* START THE RECORDS *

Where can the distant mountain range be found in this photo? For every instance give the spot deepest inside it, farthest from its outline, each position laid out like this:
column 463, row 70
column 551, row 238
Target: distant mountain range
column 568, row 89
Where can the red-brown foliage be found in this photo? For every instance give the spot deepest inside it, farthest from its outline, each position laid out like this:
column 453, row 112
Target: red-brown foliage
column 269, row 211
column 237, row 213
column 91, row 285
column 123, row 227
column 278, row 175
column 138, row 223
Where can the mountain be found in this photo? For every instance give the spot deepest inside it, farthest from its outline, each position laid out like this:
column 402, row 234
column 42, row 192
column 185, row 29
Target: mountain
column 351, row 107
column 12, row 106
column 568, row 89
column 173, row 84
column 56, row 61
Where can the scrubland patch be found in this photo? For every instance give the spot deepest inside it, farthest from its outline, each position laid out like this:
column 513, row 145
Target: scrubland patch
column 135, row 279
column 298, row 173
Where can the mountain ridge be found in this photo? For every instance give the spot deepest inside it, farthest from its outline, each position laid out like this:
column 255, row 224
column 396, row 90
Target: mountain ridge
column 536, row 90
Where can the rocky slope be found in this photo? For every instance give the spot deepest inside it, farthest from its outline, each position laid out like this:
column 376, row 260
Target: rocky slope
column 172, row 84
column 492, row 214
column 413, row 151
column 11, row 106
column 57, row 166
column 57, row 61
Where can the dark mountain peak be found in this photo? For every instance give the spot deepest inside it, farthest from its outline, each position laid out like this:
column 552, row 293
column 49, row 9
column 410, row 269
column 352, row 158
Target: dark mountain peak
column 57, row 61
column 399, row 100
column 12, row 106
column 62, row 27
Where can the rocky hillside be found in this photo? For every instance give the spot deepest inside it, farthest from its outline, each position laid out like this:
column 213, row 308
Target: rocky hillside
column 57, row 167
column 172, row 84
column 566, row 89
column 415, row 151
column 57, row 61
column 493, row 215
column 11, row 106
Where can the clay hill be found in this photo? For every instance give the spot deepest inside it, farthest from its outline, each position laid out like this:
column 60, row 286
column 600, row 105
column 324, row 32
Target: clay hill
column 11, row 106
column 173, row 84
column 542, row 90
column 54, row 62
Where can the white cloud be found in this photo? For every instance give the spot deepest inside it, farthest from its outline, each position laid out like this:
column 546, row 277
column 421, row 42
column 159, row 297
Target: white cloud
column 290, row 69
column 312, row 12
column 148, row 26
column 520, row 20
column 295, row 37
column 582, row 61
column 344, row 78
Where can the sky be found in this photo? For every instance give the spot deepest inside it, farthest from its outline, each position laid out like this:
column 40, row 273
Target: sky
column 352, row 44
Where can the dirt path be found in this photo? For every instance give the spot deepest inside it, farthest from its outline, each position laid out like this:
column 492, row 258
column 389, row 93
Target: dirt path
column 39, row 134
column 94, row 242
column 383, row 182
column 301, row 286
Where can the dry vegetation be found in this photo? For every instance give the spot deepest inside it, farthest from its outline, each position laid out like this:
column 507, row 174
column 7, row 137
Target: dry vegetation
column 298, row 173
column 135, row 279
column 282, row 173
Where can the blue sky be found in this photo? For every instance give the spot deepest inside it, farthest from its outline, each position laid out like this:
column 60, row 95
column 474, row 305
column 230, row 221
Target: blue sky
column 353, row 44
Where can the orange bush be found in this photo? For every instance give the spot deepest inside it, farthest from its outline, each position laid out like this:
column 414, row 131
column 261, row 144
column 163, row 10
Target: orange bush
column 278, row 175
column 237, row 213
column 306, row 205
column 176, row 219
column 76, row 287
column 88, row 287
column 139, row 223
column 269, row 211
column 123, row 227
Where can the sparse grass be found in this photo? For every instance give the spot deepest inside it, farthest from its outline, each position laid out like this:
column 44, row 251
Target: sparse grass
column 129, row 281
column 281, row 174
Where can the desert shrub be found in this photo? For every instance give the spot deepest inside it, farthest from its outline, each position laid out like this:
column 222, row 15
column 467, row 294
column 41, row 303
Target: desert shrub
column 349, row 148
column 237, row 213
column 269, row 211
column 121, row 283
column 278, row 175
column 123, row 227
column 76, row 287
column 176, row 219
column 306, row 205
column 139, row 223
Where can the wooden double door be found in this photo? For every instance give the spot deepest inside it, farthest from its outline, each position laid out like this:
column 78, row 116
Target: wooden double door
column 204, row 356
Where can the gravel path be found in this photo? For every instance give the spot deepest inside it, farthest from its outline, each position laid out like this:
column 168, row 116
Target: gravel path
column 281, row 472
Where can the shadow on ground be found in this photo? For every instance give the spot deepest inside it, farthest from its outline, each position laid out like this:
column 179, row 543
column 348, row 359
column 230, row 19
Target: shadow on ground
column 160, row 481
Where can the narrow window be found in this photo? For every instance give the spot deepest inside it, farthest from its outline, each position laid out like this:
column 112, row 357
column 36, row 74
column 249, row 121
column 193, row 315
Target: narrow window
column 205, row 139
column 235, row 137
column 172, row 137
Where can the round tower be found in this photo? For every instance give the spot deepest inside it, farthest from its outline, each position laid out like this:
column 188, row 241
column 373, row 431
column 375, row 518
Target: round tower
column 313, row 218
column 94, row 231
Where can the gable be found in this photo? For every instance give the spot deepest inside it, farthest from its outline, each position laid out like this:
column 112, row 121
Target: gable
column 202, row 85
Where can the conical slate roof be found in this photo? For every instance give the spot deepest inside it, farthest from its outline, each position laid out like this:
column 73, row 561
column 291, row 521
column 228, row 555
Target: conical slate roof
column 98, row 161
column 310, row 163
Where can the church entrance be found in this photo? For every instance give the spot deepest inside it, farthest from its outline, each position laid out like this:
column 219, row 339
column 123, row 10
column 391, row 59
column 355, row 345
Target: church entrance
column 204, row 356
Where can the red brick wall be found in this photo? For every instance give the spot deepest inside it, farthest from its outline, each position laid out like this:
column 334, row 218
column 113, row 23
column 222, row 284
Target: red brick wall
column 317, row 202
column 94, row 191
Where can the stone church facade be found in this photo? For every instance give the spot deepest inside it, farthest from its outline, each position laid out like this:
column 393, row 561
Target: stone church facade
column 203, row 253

* END THE RECORDS *

▶ _OBJECTIVE_
Return the lines of the data above without alteration, starting at the line containing "Where can the shadow" and ending at the line containing "column 202, row 85", with both of those lines included.

▶ _FULL RESPONSE_
Where can the shadow on ground be found in this photo? For every instance give the spot deepest inside it, farthest from its outline, each position laid out like this:
column 179, row 543
column 348, row 359
column 230, row 19
Target: shadow on ground
column 160, row 481
Where can the narrow window be found in this photo? For every instance give the spot deepest inside it, farthest from its outline, each position laid out like this:
column 112, row 357
column 36, row 74
column 249, row 121
column 193, row 315
Target: narrow window
column 205, row 139
column 235, row 137
column 172, row 137
Where can the round tower be found in this photo? For every instance give the spot deepest inside it, farthest from its outline, each position laid out like this:
column 188, row 241
column 373, row 431
column 375, row 518
Target: round tower
column 313, row 218
column 94, row 231
Where can the gable be found in this photo? For every instance give the spot deepest inside it, farthest from its outline, each position laid out like this:
column 112, row 121
Target: gable
column 202, row 85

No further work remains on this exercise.